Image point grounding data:

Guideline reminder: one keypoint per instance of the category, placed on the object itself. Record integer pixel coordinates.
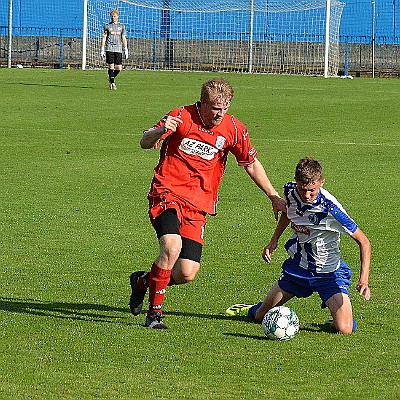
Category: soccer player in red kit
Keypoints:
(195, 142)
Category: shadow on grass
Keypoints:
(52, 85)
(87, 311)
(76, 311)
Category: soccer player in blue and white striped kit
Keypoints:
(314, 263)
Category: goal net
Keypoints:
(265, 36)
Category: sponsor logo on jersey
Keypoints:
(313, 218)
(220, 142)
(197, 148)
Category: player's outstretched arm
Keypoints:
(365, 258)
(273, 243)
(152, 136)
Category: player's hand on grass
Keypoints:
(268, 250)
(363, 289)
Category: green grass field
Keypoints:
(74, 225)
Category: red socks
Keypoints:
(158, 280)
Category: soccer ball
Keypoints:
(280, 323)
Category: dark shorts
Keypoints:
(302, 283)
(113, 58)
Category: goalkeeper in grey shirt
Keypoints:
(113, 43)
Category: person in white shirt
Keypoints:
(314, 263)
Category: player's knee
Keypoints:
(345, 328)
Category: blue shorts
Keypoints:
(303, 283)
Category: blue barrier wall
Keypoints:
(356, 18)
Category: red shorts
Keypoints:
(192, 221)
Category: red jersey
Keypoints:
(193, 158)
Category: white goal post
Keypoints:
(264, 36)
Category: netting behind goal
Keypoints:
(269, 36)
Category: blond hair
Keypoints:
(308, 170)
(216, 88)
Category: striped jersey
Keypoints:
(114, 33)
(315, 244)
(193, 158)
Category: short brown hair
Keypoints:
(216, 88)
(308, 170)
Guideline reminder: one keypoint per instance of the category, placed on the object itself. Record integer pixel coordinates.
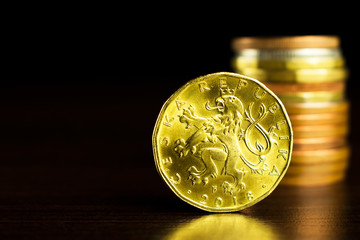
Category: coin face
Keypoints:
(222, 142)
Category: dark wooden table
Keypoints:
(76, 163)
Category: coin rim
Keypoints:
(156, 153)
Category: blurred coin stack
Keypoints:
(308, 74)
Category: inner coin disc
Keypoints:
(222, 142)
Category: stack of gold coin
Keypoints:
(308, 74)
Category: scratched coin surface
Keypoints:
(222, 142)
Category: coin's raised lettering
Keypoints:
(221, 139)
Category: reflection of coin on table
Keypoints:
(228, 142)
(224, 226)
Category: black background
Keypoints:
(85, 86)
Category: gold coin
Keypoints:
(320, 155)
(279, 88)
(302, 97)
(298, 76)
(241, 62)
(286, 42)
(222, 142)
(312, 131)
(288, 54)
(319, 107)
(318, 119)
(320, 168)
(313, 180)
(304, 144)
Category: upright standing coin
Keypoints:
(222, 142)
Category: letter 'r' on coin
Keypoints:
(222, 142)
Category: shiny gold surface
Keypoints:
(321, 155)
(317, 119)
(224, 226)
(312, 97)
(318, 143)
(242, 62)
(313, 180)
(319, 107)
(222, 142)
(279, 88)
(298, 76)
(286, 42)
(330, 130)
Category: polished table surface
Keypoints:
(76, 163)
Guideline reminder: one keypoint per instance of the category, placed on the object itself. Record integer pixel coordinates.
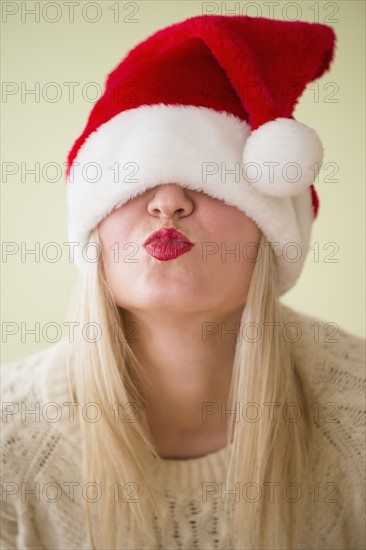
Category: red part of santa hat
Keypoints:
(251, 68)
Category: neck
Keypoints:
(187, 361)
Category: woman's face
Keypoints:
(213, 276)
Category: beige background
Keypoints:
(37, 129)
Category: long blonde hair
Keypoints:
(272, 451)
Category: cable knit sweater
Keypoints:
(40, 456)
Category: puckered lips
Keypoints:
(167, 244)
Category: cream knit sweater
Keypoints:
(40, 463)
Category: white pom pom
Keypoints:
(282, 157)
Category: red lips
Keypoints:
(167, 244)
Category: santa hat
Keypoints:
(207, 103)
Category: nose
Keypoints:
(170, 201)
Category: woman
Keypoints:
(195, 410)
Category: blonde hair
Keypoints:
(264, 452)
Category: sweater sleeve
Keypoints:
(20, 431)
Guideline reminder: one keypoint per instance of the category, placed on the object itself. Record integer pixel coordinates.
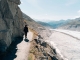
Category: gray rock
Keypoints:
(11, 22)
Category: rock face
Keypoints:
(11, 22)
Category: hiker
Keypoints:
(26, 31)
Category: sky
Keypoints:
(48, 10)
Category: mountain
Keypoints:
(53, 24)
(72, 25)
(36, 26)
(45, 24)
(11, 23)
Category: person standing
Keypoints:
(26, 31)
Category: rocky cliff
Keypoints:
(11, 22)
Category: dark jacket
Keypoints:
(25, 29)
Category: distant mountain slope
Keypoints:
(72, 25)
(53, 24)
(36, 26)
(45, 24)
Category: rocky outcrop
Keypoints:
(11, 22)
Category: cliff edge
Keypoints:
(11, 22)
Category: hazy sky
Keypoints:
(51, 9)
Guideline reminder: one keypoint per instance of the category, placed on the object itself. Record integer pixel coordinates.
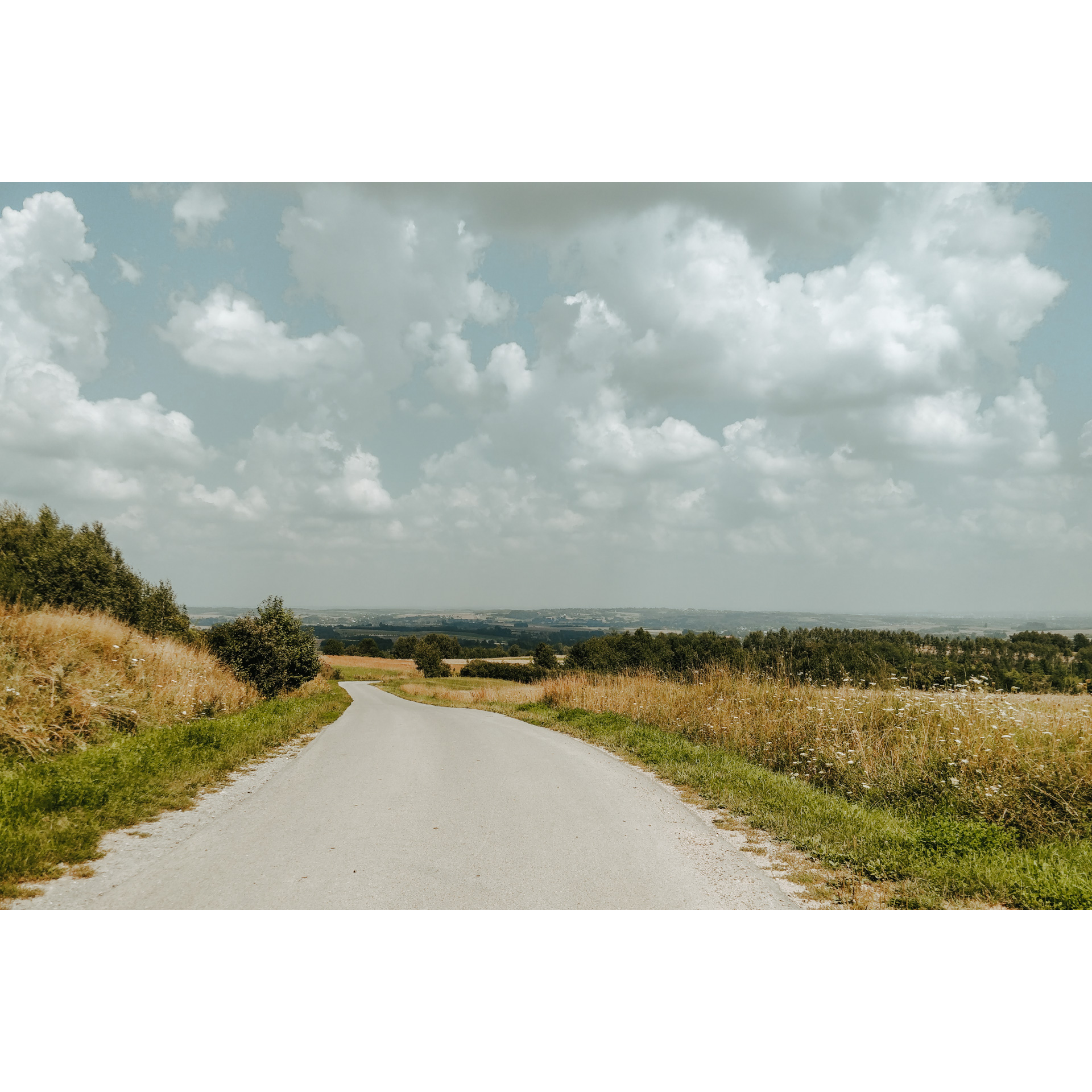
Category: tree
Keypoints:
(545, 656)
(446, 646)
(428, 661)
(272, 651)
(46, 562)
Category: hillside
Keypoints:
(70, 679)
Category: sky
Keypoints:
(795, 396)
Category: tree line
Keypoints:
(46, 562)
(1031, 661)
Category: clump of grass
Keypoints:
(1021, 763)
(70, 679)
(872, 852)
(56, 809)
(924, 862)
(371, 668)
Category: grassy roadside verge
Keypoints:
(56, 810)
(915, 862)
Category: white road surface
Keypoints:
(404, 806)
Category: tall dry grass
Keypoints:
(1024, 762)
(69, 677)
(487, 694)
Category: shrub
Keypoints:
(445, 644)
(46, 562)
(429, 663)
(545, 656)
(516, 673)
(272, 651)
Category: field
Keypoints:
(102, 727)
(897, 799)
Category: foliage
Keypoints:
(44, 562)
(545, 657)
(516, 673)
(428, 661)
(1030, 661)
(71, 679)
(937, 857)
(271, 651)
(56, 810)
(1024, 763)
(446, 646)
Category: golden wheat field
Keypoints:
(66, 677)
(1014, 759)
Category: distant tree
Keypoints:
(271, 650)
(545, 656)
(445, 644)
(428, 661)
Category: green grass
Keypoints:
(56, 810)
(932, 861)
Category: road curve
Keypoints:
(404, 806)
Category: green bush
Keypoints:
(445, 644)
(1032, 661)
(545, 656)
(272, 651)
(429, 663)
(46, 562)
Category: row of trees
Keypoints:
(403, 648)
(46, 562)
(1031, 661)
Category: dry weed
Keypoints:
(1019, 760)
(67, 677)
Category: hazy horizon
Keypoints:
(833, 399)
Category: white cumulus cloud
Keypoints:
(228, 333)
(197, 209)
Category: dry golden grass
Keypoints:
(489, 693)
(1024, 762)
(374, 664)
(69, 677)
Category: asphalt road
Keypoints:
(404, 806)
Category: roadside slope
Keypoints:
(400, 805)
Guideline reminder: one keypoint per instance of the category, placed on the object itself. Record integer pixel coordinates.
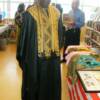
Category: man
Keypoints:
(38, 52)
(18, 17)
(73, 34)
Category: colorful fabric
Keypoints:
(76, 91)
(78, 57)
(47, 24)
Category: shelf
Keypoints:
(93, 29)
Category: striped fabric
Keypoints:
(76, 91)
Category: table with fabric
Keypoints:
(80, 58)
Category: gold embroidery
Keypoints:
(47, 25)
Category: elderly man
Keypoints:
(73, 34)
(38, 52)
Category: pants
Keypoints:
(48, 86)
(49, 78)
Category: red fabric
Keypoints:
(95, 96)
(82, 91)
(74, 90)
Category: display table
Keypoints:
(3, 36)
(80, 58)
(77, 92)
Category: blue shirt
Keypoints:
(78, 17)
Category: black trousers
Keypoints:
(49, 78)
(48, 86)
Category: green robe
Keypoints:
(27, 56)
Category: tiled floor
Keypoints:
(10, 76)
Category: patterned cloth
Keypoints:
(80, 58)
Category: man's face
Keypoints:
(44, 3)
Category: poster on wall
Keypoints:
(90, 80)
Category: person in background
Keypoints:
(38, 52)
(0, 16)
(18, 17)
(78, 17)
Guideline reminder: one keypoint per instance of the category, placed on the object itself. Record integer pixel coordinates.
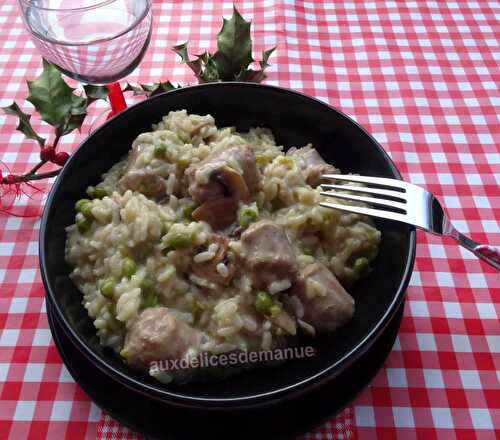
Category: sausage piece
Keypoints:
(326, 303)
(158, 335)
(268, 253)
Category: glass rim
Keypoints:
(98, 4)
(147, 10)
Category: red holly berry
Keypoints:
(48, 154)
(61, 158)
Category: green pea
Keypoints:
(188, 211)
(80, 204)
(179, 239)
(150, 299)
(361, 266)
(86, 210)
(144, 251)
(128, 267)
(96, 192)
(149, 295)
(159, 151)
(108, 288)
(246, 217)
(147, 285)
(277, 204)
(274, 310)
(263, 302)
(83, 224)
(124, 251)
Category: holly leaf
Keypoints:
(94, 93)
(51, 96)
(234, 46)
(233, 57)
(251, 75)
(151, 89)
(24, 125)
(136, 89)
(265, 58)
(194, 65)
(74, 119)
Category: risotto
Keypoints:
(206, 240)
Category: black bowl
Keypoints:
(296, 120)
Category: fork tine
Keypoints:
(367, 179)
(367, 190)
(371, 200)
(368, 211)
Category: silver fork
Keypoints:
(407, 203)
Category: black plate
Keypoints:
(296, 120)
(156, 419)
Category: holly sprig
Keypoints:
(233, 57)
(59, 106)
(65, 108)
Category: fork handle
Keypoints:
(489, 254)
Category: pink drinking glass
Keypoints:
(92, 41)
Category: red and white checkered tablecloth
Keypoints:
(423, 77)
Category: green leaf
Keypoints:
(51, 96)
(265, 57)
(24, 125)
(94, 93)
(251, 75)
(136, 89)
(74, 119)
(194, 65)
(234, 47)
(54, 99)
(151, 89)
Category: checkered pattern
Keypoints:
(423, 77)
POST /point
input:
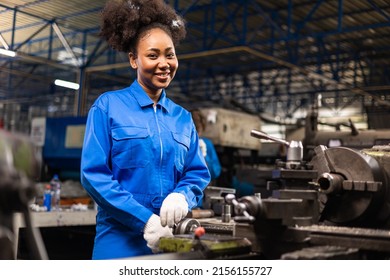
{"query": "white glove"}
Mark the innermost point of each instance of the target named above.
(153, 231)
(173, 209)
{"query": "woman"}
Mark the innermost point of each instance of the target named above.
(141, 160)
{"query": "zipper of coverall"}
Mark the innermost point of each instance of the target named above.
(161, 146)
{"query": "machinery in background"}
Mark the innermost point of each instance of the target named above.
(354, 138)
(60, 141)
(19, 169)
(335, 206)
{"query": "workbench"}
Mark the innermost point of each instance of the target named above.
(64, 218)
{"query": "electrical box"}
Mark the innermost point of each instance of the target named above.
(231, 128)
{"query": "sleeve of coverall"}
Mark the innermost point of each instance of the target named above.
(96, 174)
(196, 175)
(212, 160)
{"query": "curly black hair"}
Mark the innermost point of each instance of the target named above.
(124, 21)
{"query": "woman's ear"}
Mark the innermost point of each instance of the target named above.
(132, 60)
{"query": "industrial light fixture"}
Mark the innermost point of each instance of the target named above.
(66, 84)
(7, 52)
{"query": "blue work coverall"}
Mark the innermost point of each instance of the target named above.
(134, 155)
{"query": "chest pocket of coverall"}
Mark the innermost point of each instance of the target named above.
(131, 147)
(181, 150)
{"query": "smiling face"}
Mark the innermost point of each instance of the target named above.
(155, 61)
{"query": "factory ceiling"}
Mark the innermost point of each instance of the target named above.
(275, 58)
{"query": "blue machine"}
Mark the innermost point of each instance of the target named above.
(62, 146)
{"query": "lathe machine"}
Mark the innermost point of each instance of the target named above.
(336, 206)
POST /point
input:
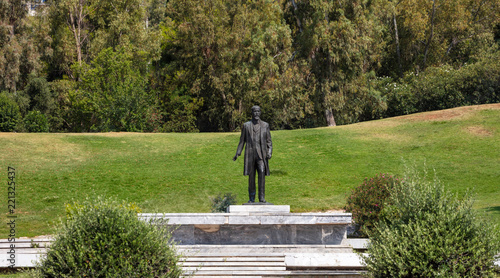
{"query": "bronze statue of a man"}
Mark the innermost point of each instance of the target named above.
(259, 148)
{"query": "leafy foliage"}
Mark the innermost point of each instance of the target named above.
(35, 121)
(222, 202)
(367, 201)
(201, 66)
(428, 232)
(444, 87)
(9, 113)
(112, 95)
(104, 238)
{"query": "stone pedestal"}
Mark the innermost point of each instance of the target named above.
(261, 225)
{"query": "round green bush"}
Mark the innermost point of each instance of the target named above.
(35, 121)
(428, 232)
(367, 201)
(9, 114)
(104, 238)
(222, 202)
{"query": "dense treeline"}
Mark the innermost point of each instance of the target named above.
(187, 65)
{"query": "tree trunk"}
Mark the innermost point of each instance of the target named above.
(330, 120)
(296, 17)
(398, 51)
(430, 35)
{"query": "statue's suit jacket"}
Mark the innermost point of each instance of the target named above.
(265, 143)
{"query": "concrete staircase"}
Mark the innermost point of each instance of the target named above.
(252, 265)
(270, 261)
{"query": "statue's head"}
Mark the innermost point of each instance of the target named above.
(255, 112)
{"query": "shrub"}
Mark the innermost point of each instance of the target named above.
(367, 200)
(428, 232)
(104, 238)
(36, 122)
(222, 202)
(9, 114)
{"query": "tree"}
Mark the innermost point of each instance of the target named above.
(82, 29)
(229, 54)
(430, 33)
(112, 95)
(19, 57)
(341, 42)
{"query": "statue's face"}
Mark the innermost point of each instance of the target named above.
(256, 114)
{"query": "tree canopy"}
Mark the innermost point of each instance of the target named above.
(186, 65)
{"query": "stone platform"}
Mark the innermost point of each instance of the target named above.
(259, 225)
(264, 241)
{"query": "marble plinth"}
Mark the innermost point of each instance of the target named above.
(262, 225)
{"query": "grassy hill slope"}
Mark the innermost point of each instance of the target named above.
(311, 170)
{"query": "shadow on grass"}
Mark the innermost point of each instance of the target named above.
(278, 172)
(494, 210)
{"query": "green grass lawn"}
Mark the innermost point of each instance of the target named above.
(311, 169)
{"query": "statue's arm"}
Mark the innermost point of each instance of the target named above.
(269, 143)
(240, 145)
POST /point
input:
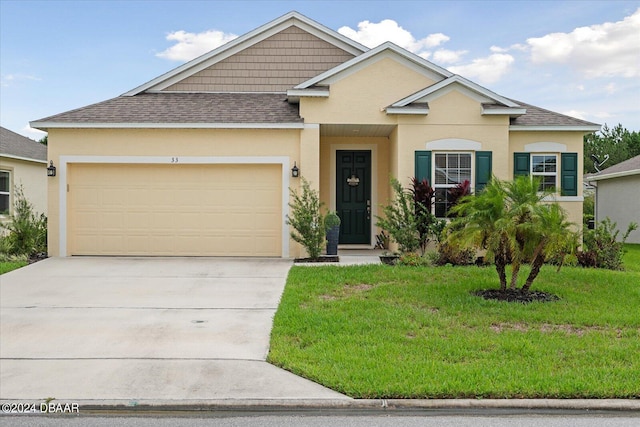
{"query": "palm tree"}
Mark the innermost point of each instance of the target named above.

**TASK TO COMPLETE:** Your copy should hold only the lines above from the one containing "Category: tall dry grass" through the one containing "Category: tiled floor", exactly as written and free of pictures.

**EXERCISE RESULT:**
Category: tall dry grass
Keypoints:
(1024, 762)
(69, 677)
(487, 694)
Category: shrub
Keypoints:
(445, 644)
(46, 562)
(429, 663)
(545, 656)
(516, 673)
(272, 651)
Category: field
Keypoints:
(102, 727)
(897, 799)
Category: foliage
Keypoints:
(44, 562)
(545, 657)
(516, 673)
(428, 661)
(1030, 661)
(71, 679)
(937, 857)
(271, 651)
(56, 810)
(1024, 763)
(446, 646)
Category: golden wheat field
Keypoints:
(66, 677)
(1014, 759)
Category: distant tree
Keypoints:
(271, 650)
(545, 656)
(445, 644)
(428, 661)
Category: green grass
Keypoints:
(56, 810)
(932, 861)
Category: road curve
Keypoints:
(404, 806)
Category: green bush
Keypoints:
(445, 644)
(1032, 661)
(545, 656)
(272, 651)
(429, 663)
(46, 562)
Category: row of trees
Keypoints:
(403, 648)
(46, 562)
(1031, 661)
Category: dry weed
Keypoints:
(1019, 760)
(67, 677)
Category: hazy horizon
Keypoints:
(833, 399)
Category: white cumulus cloud
Keypoints:
(228, 333)
(197, 209)
Category: dry golden grass
Keypoints:
(489, 693)
(1024, 762)
(374, 664)
(69, 677)
Category: asphalt road
Keypoints:
(404, 806)
Category: roadside slope
Keypoints:
(400, 805)
Guideline reminder: one keypoint per instance of the category, placed on the object itself. Record integer pixel coordinates.
Category: man
Keypoints:
(38, 52)
(18, 17)
(73, 34)
Category: colorful fabric
Keypoints:
(76, 91)
(78, 57)
(47, 24)
Category: shelf
Keypoints:
(93, 29)
Category: striped fabric
Keypoints:
(76, 91)
Category: table with fabric
Keypoints:
(80, 58)
Category: gold embroidery
Keypoints:
(47, 25)
Category: elderly man
Keypoints:
(73, 34)
(38, 52)
Category: pants
Keypoints:
(48, 86)
(49, 78)
Category: red fabric
Keypoints:
(95, 96)
(82, 91)
(74, 90)
Category: display table
Keypoints:
(3, 36)
(80, 58)
(77, 92)
Category: blue shirt
Keypoints:
(78, 17)
Category: black trousers
Keypoints:
(49, 78)
(48, 86)
Category: green robe
Keypoints:
(27, 56)
Category: tiled floor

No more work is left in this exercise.